The request -
Return, word for word, only the lines from the one containing "Objective — indicate one point on every instance of the banner" through the last line of the entries.

--- start of Extracted records ---

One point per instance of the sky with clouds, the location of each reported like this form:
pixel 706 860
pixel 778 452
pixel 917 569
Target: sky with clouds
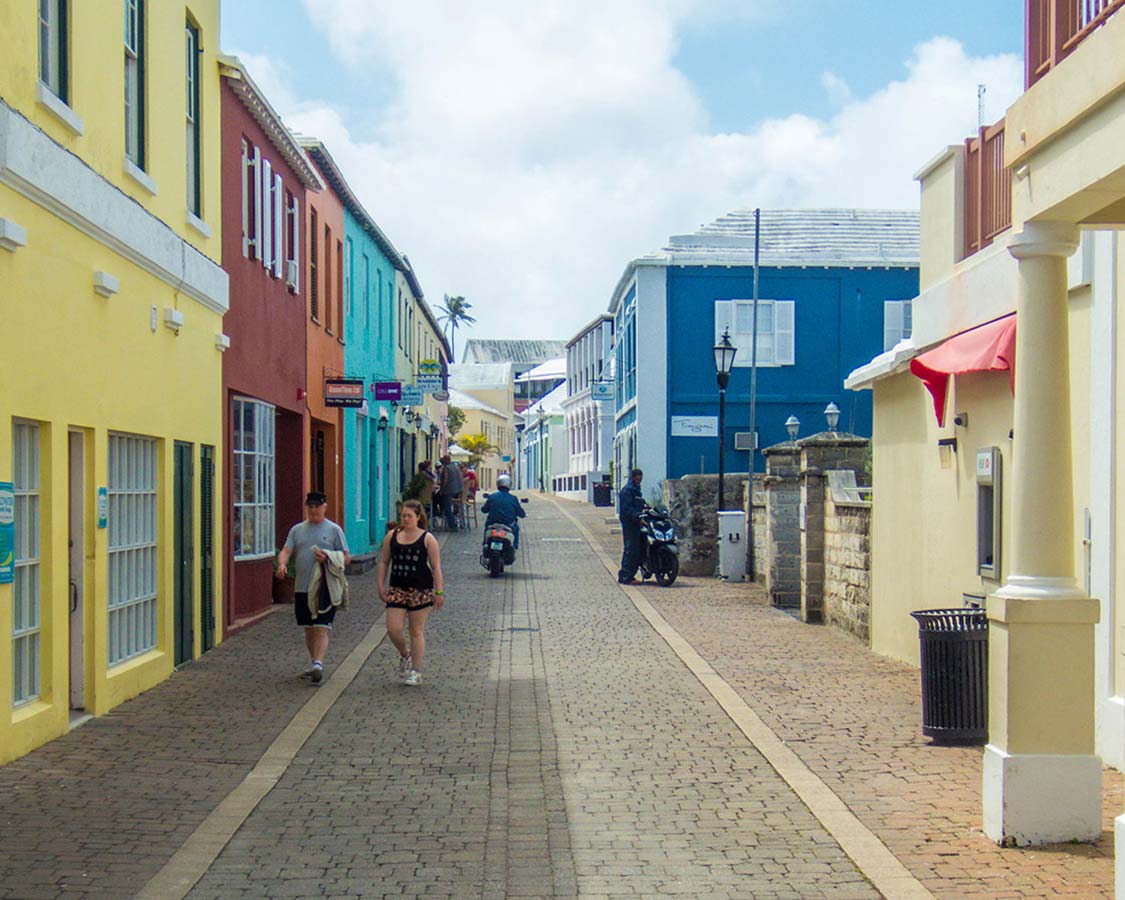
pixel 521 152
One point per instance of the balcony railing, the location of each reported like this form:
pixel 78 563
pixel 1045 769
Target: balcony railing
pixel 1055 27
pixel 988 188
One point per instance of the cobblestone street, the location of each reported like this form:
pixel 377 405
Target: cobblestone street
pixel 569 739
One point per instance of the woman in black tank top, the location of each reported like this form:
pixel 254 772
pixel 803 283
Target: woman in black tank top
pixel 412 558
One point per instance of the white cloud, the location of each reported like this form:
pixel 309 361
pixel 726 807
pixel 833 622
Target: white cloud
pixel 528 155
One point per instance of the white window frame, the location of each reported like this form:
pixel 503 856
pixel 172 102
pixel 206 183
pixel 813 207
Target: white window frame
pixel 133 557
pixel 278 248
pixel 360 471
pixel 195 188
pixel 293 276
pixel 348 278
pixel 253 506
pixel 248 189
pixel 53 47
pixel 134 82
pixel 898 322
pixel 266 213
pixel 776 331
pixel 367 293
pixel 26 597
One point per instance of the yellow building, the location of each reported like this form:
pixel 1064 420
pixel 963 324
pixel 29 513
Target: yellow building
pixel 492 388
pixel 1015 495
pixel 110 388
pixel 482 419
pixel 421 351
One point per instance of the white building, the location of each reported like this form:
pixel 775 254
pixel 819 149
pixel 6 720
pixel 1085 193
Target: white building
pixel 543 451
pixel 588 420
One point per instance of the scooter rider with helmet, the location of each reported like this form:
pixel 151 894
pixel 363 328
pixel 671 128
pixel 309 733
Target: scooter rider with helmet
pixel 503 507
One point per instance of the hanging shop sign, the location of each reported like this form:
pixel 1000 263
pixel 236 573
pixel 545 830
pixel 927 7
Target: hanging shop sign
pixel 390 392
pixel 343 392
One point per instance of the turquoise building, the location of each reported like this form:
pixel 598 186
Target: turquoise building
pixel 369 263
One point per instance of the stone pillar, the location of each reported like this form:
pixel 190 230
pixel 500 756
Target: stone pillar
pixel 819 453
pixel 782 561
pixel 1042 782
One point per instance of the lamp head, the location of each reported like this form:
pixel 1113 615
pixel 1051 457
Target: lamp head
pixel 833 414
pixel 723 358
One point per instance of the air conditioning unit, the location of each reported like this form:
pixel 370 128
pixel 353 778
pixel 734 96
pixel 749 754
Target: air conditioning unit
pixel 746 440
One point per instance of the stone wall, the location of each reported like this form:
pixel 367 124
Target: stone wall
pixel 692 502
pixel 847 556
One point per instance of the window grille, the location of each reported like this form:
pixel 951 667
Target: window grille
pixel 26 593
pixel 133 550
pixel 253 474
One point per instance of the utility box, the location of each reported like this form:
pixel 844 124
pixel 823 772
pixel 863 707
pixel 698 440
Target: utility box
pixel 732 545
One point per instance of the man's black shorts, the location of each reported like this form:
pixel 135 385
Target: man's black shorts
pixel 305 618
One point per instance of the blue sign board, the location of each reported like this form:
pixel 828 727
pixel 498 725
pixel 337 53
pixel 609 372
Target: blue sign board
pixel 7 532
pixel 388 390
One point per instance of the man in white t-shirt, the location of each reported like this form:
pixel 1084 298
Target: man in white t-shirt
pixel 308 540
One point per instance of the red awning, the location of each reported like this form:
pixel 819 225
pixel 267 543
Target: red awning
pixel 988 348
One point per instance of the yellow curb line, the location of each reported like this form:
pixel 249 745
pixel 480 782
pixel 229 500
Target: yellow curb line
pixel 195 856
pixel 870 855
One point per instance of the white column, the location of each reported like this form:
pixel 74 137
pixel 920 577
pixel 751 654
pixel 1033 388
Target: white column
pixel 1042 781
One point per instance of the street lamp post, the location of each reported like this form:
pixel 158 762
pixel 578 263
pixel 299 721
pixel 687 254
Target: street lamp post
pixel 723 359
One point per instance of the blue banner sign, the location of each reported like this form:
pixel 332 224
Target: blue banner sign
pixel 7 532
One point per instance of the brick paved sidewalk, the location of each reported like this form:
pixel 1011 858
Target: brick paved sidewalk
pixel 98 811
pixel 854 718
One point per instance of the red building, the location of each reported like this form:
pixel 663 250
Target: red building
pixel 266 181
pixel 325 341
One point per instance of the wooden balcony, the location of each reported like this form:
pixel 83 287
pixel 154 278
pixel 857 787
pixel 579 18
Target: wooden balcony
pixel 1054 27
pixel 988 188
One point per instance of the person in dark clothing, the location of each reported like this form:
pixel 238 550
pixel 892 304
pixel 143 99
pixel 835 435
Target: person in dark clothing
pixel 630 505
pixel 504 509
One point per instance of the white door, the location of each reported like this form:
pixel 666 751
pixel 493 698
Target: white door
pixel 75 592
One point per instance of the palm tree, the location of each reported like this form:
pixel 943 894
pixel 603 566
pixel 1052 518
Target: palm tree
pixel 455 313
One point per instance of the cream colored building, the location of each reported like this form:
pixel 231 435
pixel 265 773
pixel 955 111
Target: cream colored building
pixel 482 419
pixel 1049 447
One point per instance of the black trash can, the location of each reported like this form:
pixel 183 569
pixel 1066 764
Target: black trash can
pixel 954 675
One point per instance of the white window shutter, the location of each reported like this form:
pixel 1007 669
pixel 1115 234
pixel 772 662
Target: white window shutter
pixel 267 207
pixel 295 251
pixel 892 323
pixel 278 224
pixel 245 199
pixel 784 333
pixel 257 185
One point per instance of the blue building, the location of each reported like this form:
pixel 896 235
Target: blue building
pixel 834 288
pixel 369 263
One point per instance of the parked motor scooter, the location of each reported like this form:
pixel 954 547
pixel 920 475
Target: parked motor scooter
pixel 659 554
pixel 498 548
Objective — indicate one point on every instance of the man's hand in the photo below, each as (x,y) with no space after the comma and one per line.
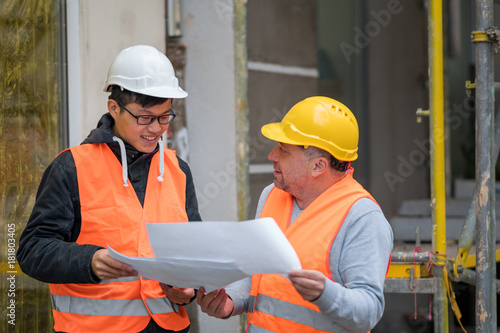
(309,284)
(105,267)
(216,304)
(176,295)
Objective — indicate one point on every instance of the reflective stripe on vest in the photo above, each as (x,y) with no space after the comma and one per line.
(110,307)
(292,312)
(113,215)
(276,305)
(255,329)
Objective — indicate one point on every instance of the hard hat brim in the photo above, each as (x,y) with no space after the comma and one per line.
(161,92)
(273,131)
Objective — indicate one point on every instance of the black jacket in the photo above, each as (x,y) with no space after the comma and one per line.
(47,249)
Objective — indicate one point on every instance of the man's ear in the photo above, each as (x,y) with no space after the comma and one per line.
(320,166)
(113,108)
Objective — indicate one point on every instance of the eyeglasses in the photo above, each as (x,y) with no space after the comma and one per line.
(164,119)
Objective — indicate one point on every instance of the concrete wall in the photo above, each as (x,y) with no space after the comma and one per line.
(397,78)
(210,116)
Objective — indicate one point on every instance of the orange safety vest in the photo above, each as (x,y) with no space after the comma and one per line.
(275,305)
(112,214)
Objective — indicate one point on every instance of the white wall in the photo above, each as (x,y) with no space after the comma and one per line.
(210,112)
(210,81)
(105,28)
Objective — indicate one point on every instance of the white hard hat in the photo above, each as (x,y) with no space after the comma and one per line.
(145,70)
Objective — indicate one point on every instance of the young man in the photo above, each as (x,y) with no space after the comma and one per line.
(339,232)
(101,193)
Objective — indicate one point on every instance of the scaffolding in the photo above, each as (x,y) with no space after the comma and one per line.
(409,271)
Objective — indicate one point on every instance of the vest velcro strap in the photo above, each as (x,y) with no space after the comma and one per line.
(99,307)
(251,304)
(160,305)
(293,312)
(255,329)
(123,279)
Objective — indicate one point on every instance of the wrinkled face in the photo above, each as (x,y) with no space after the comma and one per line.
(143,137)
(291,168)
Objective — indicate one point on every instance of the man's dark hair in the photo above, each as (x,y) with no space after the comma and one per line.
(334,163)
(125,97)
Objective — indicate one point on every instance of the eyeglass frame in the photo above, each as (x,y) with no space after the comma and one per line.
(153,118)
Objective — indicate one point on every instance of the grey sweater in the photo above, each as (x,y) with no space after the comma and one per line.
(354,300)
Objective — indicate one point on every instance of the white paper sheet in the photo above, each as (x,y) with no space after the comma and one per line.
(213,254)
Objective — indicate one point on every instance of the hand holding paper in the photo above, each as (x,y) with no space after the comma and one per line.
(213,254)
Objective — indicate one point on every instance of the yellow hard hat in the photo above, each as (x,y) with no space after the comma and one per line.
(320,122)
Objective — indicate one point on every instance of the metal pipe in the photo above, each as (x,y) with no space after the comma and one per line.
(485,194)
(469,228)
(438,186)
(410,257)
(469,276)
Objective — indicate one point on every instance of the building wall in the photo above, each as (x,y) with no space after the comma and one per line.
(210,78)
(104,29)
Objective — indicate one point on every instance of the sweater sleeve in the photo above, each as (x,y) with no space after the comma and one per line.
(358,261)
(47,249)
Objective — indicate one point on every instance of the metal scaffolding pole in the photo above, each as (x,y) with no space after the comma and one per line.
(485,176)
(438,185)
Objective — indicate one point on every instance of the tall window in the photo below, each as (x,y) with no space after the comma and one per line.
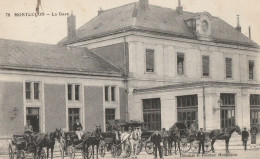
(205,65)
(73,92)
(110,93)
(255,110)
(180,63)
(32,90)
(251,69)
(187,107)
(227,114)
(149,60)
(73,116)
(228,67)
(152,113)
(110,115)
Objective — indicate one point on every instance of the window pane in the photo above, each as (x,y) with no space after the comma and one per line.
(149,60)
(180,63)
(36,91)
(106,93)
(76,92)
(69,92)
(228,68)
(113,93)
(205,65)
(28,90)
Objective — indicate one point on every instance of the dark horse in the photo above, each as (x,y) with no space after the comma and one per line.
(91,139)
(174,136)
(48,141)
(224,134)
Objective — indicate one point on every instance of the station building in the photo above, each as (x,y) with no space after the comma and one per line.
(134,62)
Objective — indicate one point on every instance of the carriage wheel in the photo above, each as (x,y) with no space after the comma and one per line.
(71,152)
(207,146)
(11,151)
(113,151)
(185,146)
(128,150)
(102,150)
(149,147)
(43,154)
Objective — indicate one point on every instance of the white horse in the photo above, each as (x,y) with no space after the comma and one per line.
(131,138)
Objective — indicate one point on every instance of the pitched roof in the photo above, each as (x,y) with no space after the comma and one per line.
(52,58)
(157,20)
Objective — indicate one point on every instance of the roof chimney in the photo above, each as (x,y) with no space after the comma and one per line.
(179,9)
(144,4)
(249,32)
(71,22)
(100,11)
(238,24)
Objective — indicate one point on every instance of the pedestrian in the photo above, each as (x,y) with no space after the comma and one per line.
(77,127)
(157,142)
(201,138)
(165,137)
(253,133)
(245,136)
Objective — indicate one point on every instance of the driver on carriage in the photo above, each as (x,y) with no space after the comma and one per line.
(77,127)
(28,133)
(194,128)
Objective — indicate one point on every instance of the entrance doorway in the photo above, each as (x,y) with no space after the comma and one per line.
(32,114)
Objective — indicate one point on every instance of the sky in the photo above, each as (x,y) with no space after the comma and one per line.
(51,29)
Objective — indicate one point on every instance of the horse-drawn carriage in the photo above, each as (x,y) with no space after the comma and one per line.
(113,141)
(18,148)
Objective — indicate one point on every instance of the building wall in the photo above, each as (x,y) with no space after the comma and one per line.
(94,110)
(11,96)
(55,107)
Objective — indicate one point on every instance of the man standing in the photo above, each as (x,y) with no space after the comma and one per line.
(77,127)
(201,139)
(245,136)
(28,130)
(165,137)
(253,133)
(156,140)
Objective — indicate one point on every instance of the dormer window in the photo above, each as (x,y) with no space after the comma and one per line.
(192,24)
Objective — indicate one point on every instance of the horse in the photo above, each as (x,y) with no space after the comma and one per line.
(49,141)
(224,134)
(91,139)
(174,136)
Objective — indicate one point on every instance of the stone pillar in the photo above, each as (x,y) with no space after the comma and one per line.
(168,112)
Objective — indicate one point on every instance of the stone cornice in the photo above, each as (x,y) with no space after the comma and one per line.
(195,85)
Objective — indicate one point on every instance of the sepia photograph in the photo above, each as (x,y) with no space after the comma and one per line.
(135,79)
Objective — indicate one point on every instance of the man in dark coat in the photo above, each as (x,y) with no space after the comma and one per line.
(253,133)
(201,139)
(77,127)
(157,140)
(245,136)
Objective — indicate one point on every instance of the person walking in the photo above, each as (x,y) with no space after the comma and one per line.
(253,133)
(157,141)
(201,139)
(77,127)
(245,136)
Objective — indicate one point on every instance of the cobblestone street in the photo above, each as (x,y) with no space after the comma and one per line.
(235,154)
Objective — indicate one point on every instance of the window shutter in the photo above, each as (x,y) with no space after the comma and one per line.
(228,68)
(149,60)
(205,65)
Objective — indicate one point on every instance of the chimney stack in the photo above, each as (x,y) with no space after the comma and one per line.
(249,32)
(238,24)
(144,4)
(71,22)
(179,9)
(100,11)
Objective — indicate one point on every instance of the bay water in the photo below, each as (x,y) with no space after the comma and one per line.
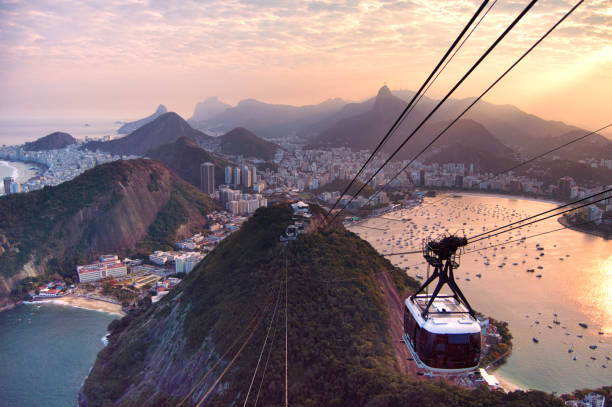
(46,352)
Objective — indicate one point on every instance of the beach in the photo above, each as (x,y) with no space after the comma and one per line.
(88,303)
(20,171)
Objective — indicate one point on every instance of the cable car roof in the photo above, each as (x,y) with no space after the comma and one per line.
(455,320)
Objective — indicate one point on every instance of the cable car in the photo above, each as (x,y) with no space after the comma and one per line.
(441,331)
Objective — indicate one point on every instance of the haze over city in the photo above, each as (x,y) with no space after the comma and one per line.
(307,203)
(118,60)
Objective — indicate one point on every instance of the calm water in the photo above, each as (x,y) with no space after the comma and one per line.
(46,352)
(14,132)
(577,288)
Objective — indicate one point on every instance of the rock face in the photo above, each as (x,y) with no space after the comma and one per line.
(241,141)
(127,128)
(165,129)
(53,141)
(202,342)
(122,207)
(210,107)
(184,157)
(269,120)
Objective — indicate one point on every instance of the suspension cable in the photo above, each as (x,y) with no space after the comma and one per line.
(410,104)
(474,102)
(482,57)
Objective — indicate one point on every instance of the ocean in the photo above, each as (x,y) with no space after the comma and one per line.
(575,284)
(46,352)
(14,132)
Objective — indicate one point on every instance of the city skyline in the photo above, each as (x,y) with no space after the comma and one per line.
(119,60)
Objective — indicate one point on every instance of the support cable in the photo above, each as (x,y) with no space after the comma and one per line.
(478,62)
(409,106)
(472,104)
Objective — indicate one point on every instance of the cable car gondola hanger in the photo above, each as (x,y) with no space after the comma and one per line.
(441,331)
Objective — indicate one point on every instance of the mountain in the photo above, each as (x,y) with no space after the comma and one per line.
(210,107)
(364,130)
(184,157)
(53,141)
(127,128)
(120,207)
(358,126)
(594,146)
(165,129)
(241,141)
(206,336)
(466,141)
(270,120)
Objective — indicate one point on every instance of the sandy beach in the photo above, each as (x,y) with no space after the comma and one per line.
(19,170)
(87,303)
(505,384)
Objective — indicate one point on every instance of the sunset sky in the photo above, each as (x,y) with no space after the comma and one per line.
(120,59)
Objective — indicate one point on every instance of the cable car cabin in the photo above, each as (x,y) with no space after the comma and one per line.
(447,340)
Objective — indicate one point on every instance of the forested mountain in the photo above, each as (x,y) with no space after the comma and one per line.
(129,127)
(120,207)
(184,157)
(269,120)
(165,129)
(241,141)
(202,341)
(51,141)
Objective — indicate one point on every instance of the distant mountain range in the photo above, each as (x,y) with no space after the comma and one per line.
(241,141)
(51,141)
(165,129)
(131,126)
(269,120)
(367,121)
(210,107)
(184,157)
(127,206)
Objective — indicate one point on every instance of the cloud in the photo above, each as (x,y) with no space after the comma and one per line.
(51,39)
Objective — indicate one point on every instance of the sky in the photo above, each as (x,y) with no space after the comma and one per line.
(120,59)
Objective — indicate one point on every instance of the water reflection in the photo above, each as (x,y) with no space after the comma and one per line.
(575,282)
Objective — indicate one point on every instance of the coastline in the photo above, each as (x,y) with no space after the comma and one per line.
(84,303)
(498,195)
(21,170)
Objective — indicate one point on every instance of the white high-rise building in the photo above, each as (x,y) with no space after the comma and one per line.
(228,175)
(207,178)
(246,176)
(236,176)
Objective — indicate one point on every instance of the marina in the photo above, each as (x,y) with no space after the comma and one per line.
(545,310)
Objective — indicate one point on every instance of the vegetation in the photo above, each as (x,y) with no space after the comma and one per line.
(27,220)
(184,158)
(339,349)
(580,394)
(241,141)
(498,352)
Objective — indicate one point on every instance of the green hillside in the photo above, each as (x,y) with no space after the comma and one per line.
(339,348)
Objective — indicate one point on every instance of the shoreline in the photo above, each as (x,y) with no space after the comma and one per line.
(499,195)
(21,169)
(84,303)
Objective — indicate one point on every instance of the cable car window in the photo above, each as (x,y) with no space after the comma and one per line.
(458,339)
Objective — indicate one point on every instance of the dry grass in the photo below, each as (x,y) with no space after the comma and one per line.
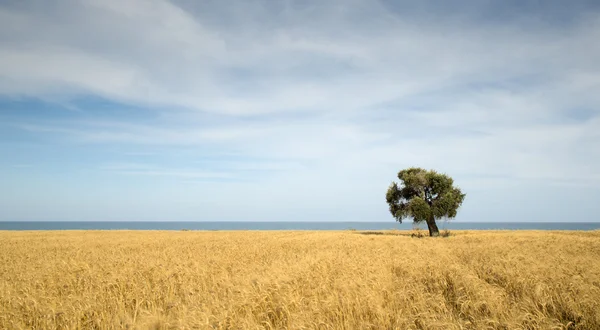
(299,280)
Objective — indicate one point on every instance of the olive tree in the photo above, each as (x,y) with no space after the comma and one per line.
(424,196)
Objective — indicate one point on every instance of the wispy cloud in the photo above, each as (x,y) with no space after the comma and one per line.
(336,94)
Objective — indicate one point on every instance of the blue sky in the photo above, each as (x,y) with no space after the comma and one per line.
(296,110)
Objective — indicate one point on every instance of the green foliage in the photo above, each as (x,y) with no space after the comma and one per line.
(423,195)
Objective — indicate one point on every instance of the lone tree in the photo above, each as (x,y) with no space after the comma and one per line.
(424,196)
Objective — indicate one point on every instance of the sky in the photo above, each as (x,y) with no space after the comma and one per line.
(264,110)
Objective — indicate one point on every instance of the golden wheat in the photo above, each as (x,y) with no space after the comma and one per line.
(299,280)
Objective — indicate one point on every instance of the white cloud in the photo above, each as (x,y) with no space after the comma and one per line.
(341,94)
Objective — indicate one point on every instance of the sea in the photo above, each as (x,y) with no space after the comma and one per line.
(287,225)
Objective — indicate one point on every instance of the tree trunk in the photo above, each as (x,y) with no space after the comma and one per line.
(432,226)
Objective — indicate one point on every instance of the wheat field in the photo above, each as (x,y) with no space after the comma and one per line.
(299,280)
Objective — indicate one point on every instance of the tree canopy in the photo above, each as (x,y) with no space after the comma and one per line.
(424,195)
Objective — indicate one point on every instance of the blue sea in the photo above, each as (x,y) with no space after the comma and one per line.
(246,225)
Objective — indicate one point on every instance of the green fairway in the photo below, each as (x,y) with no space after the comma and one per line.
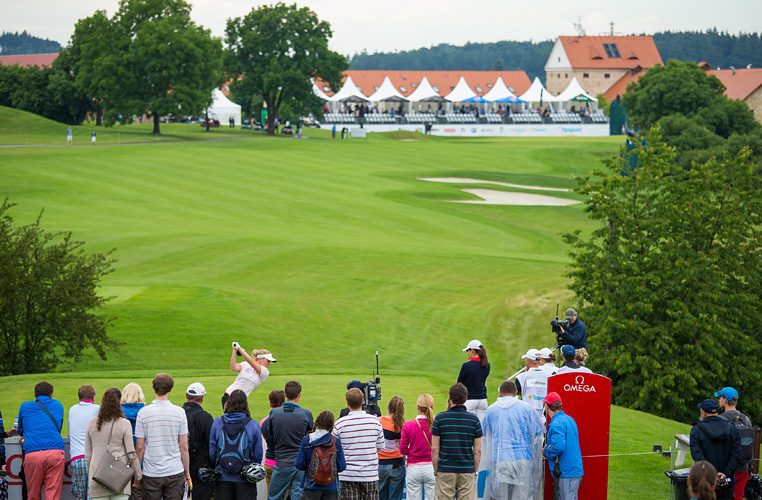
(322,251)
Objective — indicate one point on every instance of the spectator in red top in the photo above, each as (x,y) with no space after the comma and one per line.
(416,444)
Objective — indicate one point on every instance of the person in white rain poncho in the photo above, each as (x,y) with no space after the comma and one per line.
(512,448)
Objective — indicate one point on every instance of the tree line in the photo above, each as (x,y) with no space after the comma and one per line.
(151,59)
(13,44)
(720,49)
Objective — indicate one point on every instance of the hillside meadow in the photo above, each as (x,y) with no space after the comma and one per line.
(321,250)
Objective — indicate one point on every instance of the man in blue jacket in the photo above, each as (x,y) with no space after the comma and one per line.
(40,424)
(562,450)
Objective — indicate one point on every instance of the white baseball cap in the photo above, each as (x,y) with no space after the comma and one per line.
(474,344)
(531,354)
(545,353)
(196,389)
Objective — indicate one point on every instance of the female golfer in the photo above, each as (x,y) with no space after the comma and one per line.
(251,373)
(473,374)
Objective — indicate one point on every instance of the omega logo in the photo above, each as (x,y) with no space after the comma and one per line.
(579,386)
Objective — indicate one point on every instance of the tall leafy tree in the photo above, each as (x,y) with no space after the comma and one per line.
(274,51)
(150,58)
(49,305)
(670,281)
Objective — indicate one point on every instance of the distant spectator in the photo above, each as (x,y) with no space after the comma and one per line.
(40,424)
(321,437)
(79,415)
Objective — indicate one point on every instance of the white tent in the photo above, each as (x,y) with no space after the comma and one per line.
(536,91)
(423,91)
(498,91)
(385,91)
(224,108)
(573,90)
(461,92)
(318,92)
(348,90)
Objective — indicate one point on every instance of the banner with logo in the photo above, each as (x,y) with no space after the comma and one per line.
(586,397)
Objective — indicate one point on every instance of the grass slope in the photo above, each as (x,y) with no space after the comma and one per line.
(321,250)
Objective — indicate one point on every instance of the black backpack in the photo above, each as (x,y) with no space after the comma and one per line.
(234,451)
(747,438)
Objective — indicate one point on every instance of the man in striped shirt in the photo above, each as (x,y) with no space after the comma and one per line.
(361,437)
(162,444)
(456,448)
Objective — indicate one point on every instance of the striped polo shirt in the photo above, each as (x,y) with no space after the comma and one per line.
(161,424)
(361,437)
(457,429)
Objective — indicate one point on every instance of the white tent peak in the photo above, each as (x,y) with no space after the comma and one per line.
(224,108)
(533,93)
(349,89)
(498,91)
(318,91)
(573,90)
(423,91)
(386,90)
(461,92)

--- end of Extracted records ---

The completed task -
Objective — indicate one point on every instance of the banner with logo in the photo above, each as (x,y) with no space after the comma and one per line.
(586,397)
Objective — indicate one point on every instance of the grass slope in the photo above, each as (x,y) with no space after the comma and one per line.
(321,250)
Objective — indicate one point on every instance of the black backpack in the photo above, each as (x,y) with no space after the comma and one per line.
(234,451)
(747,438)
Objective — indicate one point on every instance of the man in striped shirt in the photo above, each as (x,y) with no space after the comma and one per line.
(361,437)
(162,444)
(456,448)
Objective — indicate one point on every instance of the striped polo shirt in the photo above, each as (x,y) with no space after the comma and one per line.
(161,424)
(361,437)
(457,429)
Objective — indicate one point on every instance of the white tent peak in the photo above, each as (x,y) with no space after the comma and one per line.
(224,108)
(533,93)
(349,89)
(498,91)
(318,91)
(573,90)
(423,91)
(386,90)
(461,92)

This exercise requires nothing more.